**What the exercise asks:** The answer should consist of all the entries, repeated word for word.

**Data provided:**
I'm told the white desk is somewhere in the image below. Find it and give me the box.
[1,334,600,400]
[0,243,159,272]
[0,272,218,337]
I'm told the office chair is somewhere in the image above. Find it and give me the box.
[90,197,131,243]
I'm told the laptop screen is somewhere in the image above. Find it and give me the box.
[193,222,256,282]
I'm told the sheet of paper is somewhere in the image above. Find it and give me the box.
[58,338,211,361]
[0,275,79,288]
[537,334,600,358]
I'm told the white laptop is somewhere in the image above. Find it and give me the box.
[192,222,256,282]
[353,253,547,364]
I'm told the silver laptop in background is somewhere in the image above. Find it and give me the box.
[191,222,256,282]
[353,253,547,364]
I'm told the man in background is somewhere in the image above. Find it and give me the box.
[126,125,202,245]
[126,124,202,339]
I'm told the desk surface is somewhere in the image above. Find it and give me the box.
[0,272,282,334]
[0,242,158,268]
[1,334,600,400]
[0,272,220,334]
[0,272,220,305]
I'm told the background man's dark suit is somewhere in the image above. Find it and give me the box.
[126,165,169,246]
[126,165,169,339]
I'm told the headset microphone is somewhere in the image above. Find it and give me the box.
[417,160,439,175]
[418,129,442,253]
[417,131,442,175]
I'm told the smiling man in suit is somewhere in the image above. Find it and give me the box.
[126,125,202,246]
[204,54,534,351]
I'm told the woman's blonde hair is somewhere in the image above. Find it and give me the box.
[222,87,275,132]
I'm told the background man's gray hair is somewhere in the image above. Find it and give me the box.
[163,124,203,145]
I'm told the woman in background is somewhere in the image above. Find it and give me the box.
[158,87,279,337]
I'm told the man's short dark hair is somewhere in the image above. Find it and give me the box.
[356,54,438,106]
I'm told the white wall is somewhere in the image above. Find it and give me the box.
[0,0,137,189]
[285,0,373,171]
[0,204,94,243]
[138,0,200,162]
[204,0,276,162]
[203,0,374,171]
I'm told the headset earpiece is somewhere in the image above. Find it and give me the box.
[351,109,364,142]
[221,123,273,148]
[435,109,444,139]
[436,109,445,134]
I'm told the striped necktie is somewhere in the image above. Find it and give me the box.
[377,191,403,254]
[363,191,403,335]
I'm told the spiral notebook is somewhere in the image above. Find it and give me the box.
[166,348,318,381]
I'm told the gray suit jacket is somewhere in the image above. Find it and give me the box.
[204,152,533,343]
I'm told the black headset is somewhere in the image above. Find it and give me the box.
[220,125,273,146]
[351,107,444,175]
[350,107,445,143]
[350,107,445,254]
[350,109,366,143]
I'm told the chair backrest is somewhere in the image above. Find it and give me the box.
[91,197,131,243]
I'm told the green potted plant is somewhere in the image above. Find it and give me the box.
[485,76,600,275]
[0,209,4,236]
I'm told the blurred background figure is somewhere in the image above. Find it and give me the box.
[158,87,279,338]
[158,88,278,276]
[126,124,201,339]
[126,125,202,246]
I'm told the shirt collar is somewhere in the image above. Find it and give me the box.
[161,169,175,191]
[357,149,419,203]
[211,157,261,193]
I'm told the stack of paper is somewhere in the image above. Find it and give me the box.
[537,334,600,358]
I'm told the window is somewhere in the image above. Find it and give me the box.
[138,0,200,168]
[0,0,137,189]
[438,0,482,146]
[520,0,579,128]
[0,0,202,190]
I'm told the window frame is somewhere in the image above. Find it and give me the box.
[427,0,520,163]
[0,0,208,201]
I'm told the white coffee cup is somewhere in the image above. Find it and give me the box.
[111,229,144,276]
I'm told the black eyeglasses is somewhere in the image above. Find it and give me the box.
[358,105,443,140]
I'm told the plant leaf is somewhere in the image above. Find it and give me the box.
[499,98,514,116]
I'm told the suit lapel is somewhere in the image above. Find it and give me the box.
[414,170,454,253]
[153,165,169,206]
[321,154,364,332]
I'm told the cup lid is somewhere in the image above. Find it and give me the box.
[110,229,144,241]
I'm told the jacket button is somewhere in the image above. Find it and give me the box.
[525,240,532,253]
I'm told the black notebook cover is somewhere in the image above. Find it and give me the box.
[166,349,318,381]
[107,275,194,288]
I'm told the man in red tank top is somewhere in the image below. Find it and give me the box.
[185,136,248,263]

**Finished exercise:**
I'm told the white desk is somewhere in the image below. Find it and give me the box.
[1,334,600,400]
[0,243,159,272]
[0,272,218,337]
I'm told the office chair is somewhere in the image above. Find it and give me the box.
[90,197,131,243]
I'm told the laptop screen is somewhere in the image above. Find it and give me the box.
[193,222,256,282]
I'm told the sheet of paper is somewhere in the image above. Find it and give me the box.
[58,338,211,361]
[0,275,79,288]
[537,334,600,358]
I'm told the white laptop is somewhere in the image above. Find it and give me the box.
[192,222,256,282]
[353,253,547,364]
I'm told the silver laptop in background is somewhere in the image above. Find it and give me the box.
[191,222,256,282]
[353,253,547,364]
I'm told the man in background is somewhere in the image above. Find it and give me the box.
[126,125,202,245]
[126,124,202,339]
I'm told the desk surface is somewhere in the image above. Find it and give me the box.
[0,272,282,334]
[0,242,158,268]
[1,334,600,400]
[0,272,220,334]
[0,272,220,305]
I'm told the background man's dark suit is somewhere in the image above. Find it and give me the box.
[126,165,169,246]
[126,165,169,339]
I'm told the headset microphone is somewhere in the image above. Find it and give me the box.
[417,160,439,175]
[418,129,442,253]
[417,131,442,175]
I'm told the smiling man in suit is somewhere in the image above. Find it and give me the box.
[126,125,202,246]
[204,54,534,351]
I'm told the woman's blonde hair is somewhere in the image above. Find it and give me the box.
[222,87,275,132]
I'm told the background man's gray hair is somewhere in the image above. Find it and give me the box.
[163,124,203,145]
I'm told the woman in background is somewhere in the image above. Find it and give me the box.
[158,87,279,337]
I'm told the man's short dark hair is somewhere in the image above. Find it and give me the box.
[356,54,438,106]
I'm told the white wall is somewhere in the image above. Find it and give me the box.
[0,0,137,189]
[285,0,373,171]
[0,204,94,243]
[138,0,200,162]
[204,0,276,162]
[203,0,374,171]
I'm told the headset earpiece is somewhere in the image above. Find it and give me the box.
[351,109,364,142]
[221,123,273,148]
[435,109,444,139]
[436,109,445,134]
I'm told the striped necktie is somewhere in the image above. Find it and give me the box.
[377,191,403,254]
[363,191,403,335]
I'm told the spiral notebook is somewhere in the image above. Find it and give me the box.
[166,348,318,381]
I'm told the gray suit jacket is somewhere in the image above. Find it and give me the box.
[204,152,533,343]
I'm told the black headset is somewhere in the image above. Find it and give me the box.
[220,125,273,146]
[351,107,444,175]
[350,107,445,143]
[350,107,445,254]
[350,109,366,143]
I'm told the chair backrest is somewhere in the image above. Find it and give me the box.
[91,197,131,243]
I'm told the green potted plant is somewhere in the image above. Find it and give me the box.
[485,76,600,275]
[0,209,4,236]
I'm told the blurred background figure is somewhere in the image above. Find it and give me the box.
[158,87,279,338]
[158,88,278,276]
[126,124,201,339]
[126,125,202,246]
I'm told the shirt collar is somewhere in the image above. Find it and give me the box.
[161,169,175,191]
[357,149,419,203]
[211,157,261,193]
I'm told the stack of paper is somewhere in the image above. Find it and give me the box.
[537,334,600,358]
I'm told the window is somewhere in the image above. Find it and give me the box.
[138,0,200,168]
[0,0,137,189]
[438,0,482,146]
[520,0,579,128]
[0,0,202,190]
I'm told the window frame is somewhere in the image above. Find it and give me the box.
[427,0,520,163]
[0,0,208,201]
I'm told the white coffee cup is somewhere in the image above. Find it and give me the box.
[111,229,144,276]
I'm told the black eyeglasses is somewhere in the image above. Find it and give me the box.
[358,105,443,140]
I'm told the plant leaf is somewhere in the image above. Find it and give me the box.
[499,98,514,116]
I'm told the suit lapel is somewhere in the image above. Find it and give me the box.
[414,170,454,253]
[153,165,169,206]
[321,154,364,332]
I'm told the cup lid is somewhere in the image above. Find it and give me the box.
[110,229,144,241]
I'm told the jacket button is somewhere in the image above. Find it and give me the box.
[525,240,532,253]
I'm told the black notebook cover is somewhere in the image above. Find it and give me the box.
[166,349,318,381]
[107,275,194,288]
I'm told the man in red tank top is somewhere in the image below. Find it and give me the box.
[185,136,248,263]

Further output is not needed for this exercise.